REQUIRED TASK:
Please translate this sentence from the forum thread about a taping tool into Spanish: "Nah,,,,,, I don't really need a new box handle."

Well today was the first day using my bazooka after it took a "fall" of a six foot baker scaffold and I'm happy to say it worked great!! Thank god because if it hasn't I might have thrown a wall-eyed fit!!!


----------



## 2buckcanuck (Jul 9, 2010)

Toontowntaper said:


> I have a Columbia 2buck and the pin should come out fairly easy ..... Also don't worry to much about the seal mines been fine and I wash my zook after every use
> 
> Push down on the plate and pull the pin out I will have to take pics for you where to watch out for cause the screw catches


Oh:blink:, push in on the crash plate at the same time, I didn't try that.

And the first time you used your Columbia Zook, did it do the same thing showing in my pic









I'm pissed:furious:


----------



## mld (Jul 2, 2012)

Mmmmmmm...what was it someone told me to do when I bought a new tool and it leaked??????


Oh Yeah....Send that back and tell them to give you a new one and a new box handle too!!!:thumbup:


----------



## 2buckcanuck (Jul 9, 2010)

mld said:


> Mmmmmmm...what was it someone told me to do when I bought a new tool and it leaked??????
> 
> 
> Oh Yeah....Send that back and tell them to give you a new one and a new box handle too!!!:thumbup:


Nah,,,,,, I don't really need a new box handle.

Just half to think of a different tool I can bitch for........


----------



## Toontowntaper (Dec 16, 2012)

2buckcanuck said:


> Oh:blink:, push in on the crash plate at the same time, I didn't try that.

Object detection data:
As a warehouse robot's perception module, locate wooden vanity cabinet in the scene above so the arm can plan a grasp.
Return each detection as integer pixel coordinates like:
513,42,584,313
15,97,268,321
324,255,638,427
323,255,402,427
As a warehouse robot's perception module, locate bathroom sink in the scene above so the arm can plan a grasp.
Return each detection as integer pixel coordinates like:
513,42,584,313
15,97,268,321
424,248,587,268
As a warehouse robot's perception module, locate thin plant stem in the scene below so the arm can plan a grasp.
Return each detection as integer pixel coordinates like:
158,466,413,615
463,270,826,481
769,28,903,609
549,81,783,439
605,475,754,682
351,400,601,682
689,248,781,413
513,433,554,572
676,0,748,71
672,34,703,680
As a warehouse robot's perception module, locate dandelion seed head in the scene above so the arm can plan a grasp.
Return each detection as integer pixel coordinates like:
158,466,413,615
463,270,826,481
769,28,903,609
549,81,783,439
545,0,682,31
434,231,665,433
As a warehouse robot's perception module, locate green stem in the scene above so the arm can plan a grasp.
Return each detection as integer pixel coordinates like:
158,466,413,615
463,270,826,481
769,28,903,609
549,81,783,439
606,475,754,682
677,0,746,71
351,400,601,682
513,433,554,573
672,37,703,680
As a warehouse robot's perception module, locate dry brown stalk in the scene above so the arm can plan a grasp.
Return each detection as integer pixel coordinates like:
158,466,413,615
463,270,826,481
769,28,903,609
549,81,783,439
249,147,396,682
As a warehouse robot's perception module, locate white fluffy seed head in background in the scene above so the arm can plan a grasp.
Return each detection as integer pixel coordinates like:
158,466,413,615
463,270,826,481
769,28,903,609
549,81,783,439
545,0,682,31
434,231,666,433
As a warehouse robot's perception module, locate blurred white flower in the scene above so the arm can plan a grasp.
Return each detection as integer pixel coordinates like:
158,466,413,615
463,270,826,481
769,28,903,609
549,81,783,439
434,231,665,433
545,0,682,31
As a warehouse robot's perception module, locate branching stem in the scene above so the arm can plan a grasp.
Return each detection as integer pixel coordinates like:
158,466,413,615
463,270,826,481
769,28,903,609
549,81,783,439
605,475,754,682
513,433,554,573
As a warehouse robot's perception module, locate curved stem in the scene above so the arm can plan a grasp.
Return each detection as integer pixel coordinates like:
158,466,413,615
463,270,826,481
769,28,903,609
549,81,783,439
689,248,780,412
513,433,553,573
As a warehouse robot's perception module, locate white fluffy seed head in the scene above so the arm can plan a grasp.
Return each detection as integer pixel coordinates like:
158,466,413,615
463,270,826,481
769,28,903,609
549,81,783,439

WRITTEN RESPONSE:
Nah,,,,,, en realidad no necesito un mango nuevo para la caja.